### Problem 1
List every support organization named in the gambling recovery text.
### Problem 2
Answer these questions using the gambling recovery text:
(a) What has been much less than usual since the girlfriend learned everything?
(b) How often does Gamblers Anonymous hold meetings?
(c) What does Step Change advise on?
### Problem 3
Rewrite the paragraph in the gambling recovery text that begins "I think there is a pretty obvious lesson" as a short list that keeps its main points.

### Text

----------

One thing I know for sure is how much it has helped now my girlfriend knows everything. I wish I had been brave enough to tell her myself rather than her find out through other means but these things happen for a reason I guess. Not having to hide it anymore and not having to try and get it back before anyone finds out has removed a huge pressure from my mind and whether it is related or not, my gambling cravings have been much less than usual. Cautious Optimism!!

I think there is a pretty obvious lesson in here, one I probably already knew. If you truly want to change and put the gambling behind you, you have to confide in and accept the support of others, and that support is only meaningful if you know that you have been totally honest about your situation. No half truths, they only serve to keep you in that hole. Debt is both a symptom and a cause of problem gambling in so far as it keeps the self destructive cycle going. That cause needs to be tackled by having your finances monitored and controlled.

Easier said than done right? Absolutely! It takes a lot of courage to open up to people about how much you might be struggling. But it’s just so hard to deal with on your own. Until you are able to open up to your loved ones about it, there are some other people you can talk to.


Gamcare  -  Provide gambling therapy free of charge across the country, but also a phone service should you just need someone to talk to.

Gamblers Anonymous  -  A self help group run by other gambling addicts that hold weekly meetings in locations across the UK. This is one I haven’t tried myself but is something I think I’ll give a go at some point.

Step Change  -  A debt advice charity who can advise you on how to tackle your debts.


Another day another dollar! Er, maybe a bad choice of words! Just learning how to take this all one day at a time.

----------

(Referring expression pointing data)
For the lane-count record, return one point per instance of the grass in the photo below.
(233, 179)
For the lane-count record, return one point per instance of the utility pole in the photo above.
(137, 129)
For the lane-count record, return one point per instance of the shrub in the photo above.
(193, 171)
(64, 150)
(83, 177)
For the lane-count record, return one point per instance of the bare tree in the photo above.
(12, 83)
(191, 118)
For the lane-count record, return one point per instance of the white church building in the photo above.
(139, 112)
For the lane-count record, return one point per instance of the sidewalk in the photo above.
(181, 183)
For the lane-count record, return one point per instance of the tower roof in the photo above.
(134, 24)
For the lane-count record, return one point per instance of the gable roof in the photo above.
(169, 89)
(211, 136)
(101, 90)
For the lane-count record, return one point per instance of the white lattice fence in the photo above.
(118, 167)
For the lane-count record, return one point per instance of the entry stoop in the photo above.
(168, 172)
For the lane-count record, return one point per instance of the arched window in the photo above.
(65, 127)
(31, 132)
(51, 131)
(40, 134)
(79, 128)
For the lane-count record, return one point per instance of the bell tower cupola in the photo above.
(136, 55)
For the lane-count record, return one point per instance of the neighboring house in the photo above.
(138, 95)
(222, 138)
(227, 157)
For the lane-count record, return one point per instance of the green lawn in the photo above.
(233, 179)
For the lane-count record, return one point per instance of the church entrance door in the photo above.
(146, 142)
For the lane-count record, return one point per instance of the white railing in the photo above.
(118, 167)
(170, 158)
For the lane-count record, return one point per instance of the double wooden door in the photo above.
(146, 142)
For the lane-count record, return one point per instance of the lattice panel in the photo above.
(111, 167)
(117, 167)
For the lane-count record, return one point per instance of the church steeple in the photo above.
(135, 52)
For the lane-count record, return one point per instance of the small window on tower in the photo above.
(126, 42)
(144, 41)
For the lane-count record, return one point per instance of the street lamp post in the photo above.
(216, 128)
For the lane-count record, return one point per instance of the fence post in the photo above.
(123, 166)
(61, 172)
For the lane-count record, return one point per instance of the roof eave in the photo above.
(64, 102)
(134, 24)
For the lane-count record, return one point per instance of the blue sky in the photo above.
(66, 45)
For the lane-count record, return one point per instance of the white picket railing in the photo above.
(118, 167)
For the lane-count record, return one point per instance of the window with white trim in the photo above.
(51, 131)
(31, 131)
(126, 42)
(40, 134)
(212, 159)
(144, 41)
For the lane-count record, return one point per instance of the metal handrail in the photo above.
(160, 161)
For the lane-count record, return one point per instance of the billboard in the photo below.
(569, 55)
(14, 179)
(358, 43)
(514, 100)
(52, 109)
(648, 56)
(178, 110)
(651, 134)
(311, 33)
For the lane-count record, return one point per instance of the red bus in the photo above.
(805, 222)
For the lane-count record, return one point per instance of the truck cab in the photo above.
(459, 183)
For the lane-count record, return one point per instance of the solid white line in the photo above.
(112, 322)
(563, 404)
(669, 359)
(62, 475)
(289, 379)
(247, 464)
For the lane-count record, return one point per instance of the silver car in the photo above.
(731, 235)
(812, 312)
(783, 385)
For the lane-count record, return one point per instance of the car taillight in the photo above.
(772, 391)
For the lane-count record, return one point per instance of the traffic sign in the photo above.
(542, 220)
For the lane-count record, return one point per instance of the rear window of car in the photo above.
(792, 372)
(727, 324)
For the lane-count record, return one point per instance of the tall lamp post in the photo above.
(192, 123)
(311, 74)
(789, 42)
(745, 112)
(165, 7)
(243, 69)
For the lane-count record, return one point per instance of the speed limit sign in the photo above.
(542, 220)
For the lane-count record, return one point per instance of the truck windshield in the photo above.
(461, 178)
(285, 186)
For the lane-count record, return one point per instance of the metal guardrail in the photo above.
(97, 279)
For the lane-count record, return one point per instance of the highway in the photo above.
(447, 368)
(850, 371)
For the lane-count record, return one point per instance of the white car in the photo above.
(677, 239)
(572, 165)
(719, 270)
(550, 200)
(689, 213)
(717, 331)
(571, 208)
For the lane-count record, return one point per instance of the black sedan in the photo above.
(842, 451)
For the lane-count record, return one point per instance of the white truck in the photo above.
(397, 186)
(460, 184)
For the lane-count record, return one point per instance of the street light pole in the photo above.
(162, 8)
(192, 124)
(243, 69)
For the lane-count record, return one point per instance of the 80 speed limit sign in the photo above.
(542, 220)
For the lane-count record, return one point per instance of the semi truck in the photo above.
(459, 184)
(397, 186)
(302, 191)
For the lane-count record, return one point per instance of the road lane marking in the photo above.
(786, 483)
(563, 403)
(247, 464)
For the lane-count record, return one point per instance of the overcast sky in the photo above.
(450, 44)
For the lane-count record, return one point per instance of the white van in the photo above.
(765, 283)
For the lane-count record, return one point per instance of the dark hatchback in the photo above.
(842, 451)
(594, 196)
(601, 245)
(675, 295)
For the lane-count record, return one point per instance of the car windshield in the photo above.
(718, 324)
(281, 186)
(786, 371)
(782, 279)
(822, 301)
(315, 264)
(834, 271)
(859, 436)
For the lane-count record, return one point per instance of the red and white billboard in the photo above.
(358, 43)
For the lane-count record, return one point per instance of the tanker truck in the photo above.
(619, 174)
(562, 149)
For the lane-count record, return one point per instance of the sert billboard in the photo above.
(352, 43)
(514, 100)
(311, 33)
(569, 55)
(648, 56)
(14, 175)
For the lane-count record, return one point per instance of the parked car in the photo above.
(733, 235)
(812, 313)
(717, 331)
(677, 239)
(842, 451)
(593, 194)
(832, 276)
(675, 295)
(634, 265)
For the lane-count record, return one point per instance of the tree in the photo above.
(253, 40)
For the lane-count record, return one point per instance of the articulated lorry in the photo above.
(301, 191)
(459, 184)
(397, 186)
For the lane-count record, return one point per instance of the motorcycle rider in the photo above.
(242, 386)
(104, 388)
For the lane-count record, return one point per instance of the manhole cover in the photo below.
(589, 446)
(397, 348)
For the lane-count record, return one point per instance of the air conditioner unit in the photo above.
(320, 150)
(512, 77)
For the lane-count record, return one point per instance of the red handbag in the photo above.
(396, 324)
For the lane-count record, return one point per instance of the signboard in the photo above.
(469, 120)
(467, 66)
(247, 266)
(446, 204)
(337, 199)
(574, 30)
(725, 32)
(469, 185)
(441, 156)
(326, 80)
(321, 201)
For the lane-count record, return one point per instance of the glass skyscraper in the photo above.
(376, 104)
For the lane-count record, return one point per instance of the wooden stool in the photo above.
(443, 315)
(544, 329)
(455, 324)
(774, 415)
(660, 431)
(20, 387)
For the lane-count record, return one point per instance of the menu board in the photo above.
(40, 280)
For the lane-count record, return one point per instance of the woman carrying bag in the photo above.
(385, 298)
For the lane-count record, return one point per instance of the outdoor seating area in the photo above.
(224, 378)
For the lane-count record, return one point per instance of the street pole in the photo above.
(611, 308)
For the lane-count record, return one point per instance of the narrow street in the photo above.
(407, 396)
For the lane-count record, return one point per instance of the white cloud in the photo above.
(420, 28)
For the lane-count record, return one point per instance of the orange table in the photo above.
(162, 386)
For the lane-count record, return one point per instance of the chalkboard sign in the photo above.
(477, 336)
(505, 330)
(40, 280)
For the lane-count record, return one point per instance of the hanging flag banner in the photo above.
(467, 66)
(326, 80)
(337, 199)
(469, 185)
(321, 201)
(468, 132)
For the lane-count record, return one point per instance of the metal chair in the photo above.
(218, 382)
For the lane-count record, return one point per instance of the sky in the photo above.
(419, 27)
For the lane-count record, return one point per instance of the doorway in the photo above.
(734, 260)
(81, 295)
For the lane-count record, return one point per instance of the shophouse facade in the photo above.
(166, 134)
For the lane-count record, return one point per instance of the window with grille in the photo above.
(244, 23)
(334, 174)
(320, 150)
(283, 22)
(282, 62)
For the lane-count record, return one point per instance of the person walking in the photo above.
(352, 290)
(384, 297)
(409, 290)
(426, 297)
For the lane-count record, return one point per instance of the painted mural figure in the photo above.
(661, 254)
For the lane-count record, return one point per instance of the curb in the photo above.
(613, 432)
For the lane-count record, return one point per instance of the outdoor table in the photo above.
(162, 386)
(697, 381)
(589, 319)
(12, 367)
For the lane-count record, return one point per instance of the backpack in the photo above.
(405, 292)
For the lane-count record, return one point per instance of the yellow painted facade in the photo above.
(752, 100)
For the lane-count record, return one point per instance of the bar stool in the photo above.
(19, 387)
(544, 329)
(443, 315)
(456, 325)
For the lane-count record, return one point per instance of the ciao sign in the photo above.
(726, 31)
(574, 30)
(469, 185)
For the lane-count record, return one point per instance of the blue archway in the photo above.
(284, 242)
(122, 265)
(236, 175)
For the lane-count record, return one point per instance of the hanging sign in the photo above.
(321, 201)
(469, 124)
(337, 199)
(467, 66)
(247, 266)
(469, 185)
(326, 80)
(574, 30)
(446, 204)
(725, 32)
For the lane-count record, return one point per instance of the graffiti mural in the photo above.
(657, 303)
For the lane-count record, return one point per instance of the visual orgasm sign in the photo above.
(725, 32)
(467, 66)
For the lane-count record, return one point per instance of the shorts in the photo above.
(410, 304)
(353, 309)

----------

### Answer area 1
- Gamcare
- Gamblers Anonymous
- Step Change

### Answer area 2
(a) The writer's gambling cravings.
(b) Weekly.
(c) How to tackle your debts.

### Answer area 3
- To truly change and put gambling behind you, you have to confide in others and accept their support.
- That support is only meaningful if you have been totally honest about your situation. Half truths only keep you in the hole.
- Debt is both a symptom and a cause of problem gambling because it keeps the self-destructive cycle going.
- Tackle that cause by having your finances monitored and controlled.